_The task_:
Would you retype all of these records exactly?

• • • •

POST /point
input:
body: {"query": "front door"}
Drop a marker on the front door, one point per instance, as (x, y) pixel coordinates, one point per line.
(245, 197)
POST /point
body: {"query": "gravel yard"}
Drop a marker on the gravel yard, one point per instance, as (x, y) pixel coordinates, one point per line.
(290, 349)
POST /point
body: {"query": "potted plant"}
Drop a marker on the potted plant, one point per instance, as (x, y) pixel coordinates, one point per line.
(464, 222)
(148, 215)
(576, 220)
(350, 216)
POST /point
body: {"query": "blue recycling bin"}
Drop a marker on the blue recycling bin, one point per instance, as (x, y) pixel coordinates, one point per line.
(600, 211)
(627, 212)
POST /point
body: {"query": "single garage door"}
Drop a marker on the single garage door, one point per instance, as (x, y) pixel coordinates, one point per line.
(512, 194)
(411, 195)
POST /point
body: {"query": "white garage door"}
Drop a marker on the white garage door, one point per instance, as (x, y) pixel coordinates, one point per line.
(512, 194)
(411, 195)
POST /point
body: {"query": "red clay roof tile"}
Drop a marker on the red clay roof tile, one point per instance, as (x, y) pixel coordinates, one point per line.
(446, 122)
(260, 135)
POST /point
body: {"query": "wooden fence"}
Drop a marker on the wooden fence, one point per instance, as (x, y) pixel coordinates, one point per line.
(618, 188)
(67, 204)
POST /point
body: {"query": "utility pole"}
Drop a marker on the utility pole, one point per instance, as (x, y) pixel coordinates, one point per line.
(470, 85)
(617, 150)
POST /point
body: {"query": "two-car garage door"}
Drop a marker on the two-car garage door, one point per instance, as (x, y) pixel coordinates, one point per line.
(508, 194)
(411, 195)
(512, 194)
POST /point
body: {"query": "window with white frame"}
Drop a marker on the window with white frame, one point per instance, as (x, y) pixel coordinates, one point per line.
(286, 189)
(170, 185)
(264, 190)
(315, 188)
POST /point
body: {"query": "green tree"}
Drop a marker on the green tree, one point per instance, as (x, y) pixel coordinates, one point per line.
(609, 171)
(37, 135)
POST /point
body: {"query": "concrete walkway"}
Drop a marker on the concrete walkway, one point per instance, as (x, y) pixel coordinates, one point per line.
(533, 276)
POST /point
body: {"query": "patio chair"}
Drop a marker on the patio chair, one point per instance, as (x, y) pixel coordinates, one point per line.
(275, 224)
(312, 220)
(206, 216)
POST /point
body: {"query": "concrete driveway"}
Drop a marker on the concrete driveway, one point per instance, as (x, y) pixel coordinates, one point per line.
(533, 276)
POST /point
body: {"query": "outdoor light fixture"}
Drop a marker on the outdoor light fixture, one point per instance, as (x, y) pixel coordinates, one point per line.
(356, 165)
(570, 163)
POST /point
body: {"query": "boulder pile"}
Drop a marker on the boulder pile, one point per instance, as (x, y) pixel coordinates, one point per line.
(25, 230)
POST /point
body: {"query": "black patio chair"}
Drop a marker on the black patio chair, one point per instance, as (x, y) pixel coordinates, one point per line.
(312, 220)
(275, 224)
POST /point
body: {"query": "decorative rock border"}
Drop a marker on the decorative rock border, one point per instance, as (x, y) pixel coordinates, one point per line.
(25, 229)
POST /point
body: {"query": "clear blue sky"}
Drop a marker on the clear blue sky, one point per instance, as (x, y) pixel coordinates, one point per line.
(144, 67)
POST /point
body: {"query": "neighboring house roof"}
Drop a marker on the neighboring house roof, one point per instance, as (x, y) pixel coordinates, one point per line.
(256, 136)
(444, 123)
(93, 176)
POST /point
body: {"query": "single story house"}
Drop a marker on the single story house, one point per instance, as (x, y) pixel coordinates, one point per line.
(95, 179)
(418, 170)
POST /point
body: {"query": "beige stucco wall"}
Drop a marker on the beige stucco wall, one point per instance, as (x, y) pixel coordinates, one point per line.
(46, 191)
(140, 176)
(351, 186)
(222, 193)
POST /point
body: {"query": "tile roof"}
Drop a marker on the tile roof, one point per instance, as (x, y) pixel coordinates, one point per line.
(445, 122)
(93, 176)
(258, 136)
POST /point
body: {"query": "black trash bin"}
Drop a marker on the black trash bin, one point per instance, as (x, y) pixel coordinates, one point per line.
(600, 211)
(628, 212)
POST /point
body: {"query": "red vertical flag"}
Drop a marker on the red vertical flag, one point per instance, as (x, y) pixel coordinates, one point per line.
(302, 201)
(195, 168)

• • • •

_Complete answer_:
POST /point
input:
body: {"query": "front door"}
Drop a marker on the front door, one point per instance, as (x, y) pixel coordinates, one point per line.
(245, 197)
POST /point
body: {"query": "gravel yard"}
Drop a marker on the gravel yard, one point per instance, as (x, y) pixel coordinates, one point per line.
(290, 349)
POST /point
body: {"query": "potted plant"}
Drop a marker on the potted plant, one point per instance, as (x, y) pixel coordinates, one point per line.
(464, 222)
(148, 215)
(576, 220)
(350, 216)
POST /point
body: {"query": "blue recycling bin"}
Drop a marker on the blue recycling bin, one point per instance, as (x, y) pixel coordinates, one point per line.
(600, 211)
(627, 212)
POST /point
body: {"query": "single garage door"}
Drop a marker on the single garage door, one point per instance, as (x, y) pixel coordinates, one point per line.
(512, 194)
(411, 195)
POST /point
body: {"query": "white garage door"}
Drop a marker on the white garage door, one point per instance, as (x, y) pixel coordinates, one point per line.
(512, 194)
(411, 195)
POST /point
body: {"query": "red clay roof tile"}
Drop a marker on the red clay roof tile, one point per instance, as (x, y) pixel coordinates, one point per line.
(446, 122)
(260, 135)
POST /point
body: {"query": "wooden fence"}
Drop a marker on the wooden fence, one point per instance, as (x, y) pixel coordinates, one point per line.
(618, 188)
(67, 204)
POST /point
body: {"query": "utility pole"}
Drop a marker on the utility pole, one point per instance, as (x, y) pixel coordinates, one point per line.
(470, 85)
(617, 150)
POST /point
body: {"query": "two-car garage door"}
Drop a marker on the two-car garage door, one point per instance, as (x, y) pixel coordinates, one point per line.
(508, 194)
(411, 195)
(512, 194)
POST /point
body: {"query": "window with white frame"}
Drop a marker on the window with white frame, one point per instance, as (x, y) pixel coordinates, one point per line.
(286, 189)
(170, 185)
(264, 190)
(315, 188)
POST /point
body: {"query": "green tree"}
Drop a marker on the green tree, one point per instance, as (x, y) pixel coordinates, one point per line.
(609, 171)
(37, 135)
POST /point
body: {"query": "concrete walkway"}
Drop a marker on the concrete walkway, one point per instance, as (x, y) pixel coordinates, one point per line.
(533, 276)
POST /point
body: {"query": "patio chair"}
Drop a marker on the patio chair, one point per instance, as (x, y) pixel coordinates, one point per line.
(275, 224)
(312, 220)
(206, 216)
POST /point
body: {"query": "concrete driveway"}
Drop a marker on the concrete driveway, one point per instance, as (x, y) pixel coordinates, one point per line.
(533, 276)
POST /point
body: {"query": "outdoor light fixture"}
Drop a marker on the outdoor light fixture, one point per instance, as (x, y) pixel coordinates, one point per line.
(356, 165)
(570, 163)
POST /point
body: {"query": "boulder pile"}
Drop a marker on the boulder pile, one point per instance, as (x, y) pixel coordinates, one point per line.
(25, 230)
POST /point
body: {"query": "black patio chair"}
Drop a marker on the black patio chair, one point per instance, as (x, y) pixel coordinates, one point per line.
(312, 220)
(275, 224)
POST /point
body: {"query": "decorative rock border"}
Drop a marker on the decorative rock border, one point per instance, as (x, y) pixel coordinates, one point per line.
(25, 229)
POST /point
body: {"query": "clear blue sky"}
Drop a marker on the clear blue sky, one point per instance, as (x, y) pixel coordinates, one point per line.
(144, 67)
POST /point
body: {"query": "neighboring house roof"}
Drop a marker on the neighboring house roof, one point per instance, as (x, y) pixel coordinates, one point per line.
(256, 136)
(444, 123)
(93, 176)
POST /point
body: {"query": "single story house"}
Drop a marker on the single story house, one point per instance, as (x, y) pixel coordinates, one point per line.
(95, 179)
(418, 170)
POST /point
body: {"query": "beige stucco wall"}
Drop a marker on the beige stucco wall, one point per instance, as (x, y) pixel coordinates, one point per line.
(46, 191)
(140, 176)
(351, 186)
(222, 193)
POST /point
body: {"query": "tile roof"}
Drop a marker on the tile roof, one point per instance, as (x, y) pixel coordinates, one point per line.
(445, 122)
(93, 176)
(258, 136)
POST /point
body: {"query": "black trash bin"}
Drop a marker on the black trash bin, one point per instance, as (x, y) pixel coordinates, one point per line.
(600, 211)
(628, 212)
POST /point
body: {"query": "red vertical flag"}
Drop a marker on the red vertical flag, one point per instance, as (x, y) pixel coordinates, one point per line.
(302, 201)
(195, 168)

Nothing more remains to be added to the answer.